→ **SHORT PROBLEM**:
Rewrite the records below, changing each "heat-map build" to "density map" and leaving everything else as it is.

→ **GIVEN RECORDS**:
** start **
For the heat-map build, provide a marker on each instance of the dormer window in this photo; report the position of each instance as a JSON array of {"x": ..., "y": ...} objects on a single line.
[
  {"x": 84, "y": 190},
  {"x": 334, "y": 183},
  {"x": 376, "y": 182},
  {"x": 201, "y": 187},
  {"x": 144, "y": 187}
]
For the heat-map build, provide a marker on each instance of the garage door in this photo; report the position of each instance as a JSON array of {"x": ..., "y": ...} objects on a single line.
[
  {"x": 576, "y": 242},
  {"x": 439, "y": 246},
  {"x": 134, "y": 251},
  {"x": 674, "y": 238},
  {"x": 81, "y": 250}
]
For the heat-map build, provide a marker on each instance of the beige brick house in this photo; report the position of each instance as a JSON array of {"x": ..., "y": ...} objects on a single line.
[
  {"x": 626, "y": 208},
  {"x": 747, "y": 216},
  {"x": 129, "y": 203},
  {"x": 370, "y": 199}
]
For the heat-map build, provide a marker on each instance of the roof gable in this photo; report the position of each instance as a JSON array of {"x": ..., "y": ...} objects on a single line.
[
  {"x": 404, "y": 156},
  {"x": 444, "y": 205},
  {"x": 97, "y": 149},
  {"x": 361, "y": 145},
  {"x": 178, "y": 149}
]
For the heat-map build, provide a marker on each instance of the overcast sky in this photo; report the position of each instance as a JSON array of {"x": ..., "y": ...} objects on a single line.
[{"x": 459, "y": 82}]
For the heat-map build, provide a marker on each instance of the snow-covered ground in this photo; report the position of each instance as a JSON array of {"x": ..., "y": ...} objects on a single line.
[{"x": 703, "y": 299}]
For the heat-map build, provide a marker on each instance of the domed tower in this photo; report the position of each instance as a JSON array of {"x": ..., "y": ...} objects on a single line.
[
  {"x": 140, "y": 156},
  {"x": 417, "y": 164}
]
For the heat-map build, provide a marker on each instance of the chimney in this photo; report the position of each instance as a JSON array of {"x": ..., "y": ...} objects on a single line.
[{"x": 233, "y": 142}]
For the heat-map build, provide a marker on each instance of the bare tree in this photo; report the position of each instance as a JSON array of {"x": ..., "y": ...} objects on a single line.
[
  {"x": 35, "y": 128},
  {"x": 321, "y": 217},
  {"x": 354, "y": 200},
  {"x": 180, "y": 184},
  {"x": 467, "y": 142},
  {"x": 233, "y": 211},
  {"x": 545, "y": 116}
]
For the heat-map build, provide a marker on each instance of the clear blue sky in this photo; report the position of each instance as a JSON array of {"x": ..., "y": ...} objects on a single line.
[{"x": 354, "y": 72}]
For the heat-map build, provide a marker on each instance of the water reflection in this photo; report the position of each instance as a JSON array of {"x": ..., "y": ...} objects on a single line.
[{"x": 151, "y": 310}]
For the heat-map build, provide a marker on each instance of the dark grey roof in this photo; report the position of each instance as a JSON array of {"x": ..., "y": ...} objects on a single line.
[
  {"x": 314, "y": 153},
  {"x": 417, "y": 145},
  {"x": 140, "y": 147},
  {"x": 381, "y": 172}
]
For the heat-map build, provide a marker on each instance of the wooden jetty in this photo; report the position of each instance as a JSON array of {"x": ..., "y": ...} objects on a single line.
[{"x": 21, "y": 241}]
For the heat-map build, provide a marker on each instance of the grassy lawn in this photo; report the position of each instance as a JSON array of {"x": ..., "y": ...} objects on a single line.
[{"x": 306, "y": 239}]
** end **
→ **ANSWER IN FULL**:
For the density map, provide a marker on each instance of the dormer window in this photo; report the position of each instance as a JSON array of {"x": ..., "y": ...} objects on a single line.
[
  {"x": 84, "y": 190},
  {"x": 334, "y": 183},
  {"x": 376, "y": 182},
  {"x": 201, "y": 187},
  {"x": 144, "y": 187}
]
For the density map, provide a marker on each instance of the garage door in this photo; report the position of each instance as a JSON array of {"x": ..., "y": ...} objects on a single line.
[
  {"x": 576, "y": 242},
  {"x": 439, "y": 246},
  {"x": 134, "y": 251},
  {"x": 674, "y": 238},
  {"x": 81, "y": 250}
]
For the density map, provide a marker on each instance of the beige brick house in this photo; report the position of each instance as a JSON array of {"x": ..., "y": ...} objects on a single line.
[
  {"x": 626, "y": 208},
  {"x": 747, "y": 216},
  {"x": 129, "y": 203},
  {"x": 370, "y": 199}
]
For the density map, provide a marker on each instance of the roof gable in this photo; report the position of each instance as a JSON array of {"x": ..., "y": ...} objects on a single line.
[
  {"x": 404, "y": 156},
  {"x": 444, "y": 205},
  {"x": 97, "y": 149},
  {"x": 361, "y": 145},
  {"x": 178, "y": 149}
]
For the density map, provide a marker on each instance of the overcast sky in this photo; report the position of each instance as a JSON array of {"x": ..., "y": ...} objects on a single line.
[{"x": 459, "y": 82}]
For the density map, provide a marker on each instance of the snow-covered ground in this photo; report the position of each instance as a JSON array of {"x": ..., "y": ...} objects on a single line.
[{"x": 703, "y": 299}]
For the density map, provide a marker on each instance of the domed tower in this photo; report the position of each instance as a JSON array of {"x": ..., "y": ...} objects on a single line.
[
  {"x": 140, "y": 156},
  {"x": 417, "y": 164}
]
For the density map, provide a marker on each instance of the chimney in this photo; report the position of each instance as a JSON array of {"x": ..., "y": ...} objects on a single line.
[{"x": 233, "y": 142}]
For the density map, provide a marker on each instance of the bare tree in this photo; report the position of each instance as a JSON array of {"x": ..., "y": ...} objects on a single line.
[
  {"x": 35, "y": 128},
  {"x": 321, "y": 217},
  {"x": 354, "y": 200},
  {"x": 180, "y": 184},
  {"x": 467, "y": 142},
  {"x": 233, "y": 211},
  {"x": 545, "y": 116}
]
For the density map, provide a marker on each instance of the clear blue sky in this photo; report the position of each instance as a JSON array of {"x": ..., "y": ...} objects on a single line.
[{"x": 354, "y": 72}]
For the density map, provide a marker on each instance of the water reflection in this photo; report the position of each instance as a JSON array of {"x": ..., "y": ...} objects on a single line.
[{"x": 151, "y": 310}]
For the density map, provide a marker on each instance of the dark grey roof in this photo; report the position of each instance as a JSON array of {"x": ..., "y": ...} objects on a single line.
[
  {"x": 314, "y": 153},
  {"x": 417, "y": 145},
  {"x": 140, "y": 147},
  {"x": 381, "y": 172}
]
For the density map, provide a marker on each instance of the wooden jetty in this photo; report the position of each instance as a JSON array of {"x": ..., "y": ...} objects on a single line.
[{"x": 21, "y": 241}]
For the density map, provide a marker on each instance of the grassy lawn in this photo; report the position of each instance as a JSON array of {"x": ..., "y": ...} objects on a single line.
[{"x": 306, "y": 239}]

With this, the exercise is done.